#### Data to use
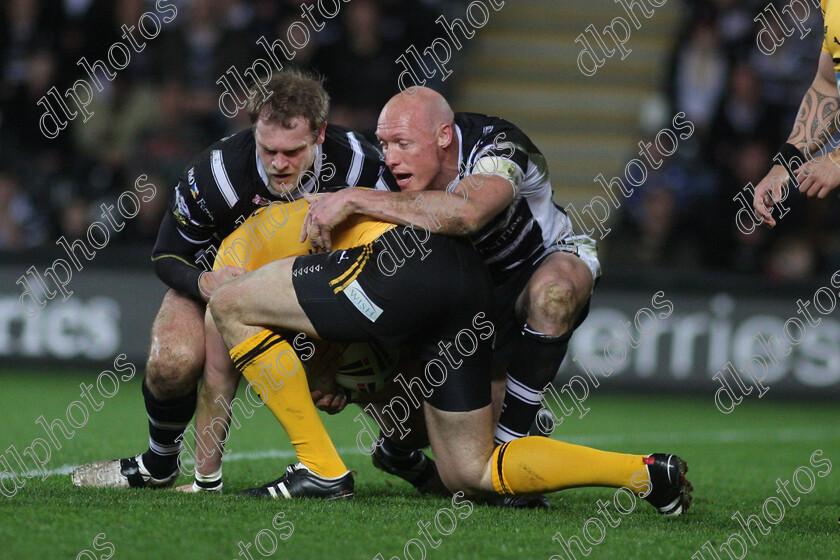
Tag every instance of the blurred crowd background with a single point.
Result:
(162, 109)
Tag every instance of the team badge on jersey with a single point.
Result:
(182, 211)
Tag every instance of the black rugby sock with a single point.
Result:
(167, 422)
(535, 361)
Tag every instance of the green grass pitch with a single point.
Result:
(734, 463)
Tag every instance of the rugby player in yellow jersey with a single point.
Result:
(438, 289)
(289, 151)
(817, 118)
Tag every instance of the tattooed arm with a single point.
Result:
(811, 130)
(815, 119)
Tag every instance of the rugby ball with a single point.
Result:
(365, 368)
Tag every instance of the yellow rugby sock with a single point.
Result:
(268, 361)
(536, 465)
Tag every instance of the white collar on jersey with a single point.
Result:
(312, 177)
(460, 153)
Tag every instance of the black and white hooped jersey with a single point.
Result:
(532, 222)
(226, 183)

#### What you will do
Render the lines from the one containing "Tag every instance of the team" through the last line above as a JSON list of strings, with one string per line and blank lines omitted.

#### Exercise solution
[
  "Tag every instance of the team badge on jersey with a single point.",
  "Result:",
  "(182, 211)",
  "Tag every instance of the black rugby sock with a single point.",
  "Result:",
  "(167, 422)",
  "(535, 361)",
  "Tag every instance of the green grass pitch with a single point.",
  "Result:",
  "(734, 463)",
  "Tag every instance of the rugby player in yellow jersey with a single point.",
  "Result:",
  "(438, 289)",
  "(289, 151)",
  "(817, 118)",
  "Tag every instance of the tattooed arm with a single point.",
  "Result:",
  "(811, 130)",
  "(815, 119)",
  "Tag every instance of the rugby ball with a single point.",
  "Result:",
  "(365, 368)",
  "Tag every instance of the yellow rugby sock with a single point.",
  "Result:",
  "(268, 361)",
  "(536, 465)",
  "Tag every instance of the white collar on jersey with a single point.",
  "Result:",
  "(312, 177)",
  "(460, 153)",
  "Tag every instance of the black and white hooped jersey with a single point.",
  "Result:",
  "(532, 222)",
  "(226, 183)"
]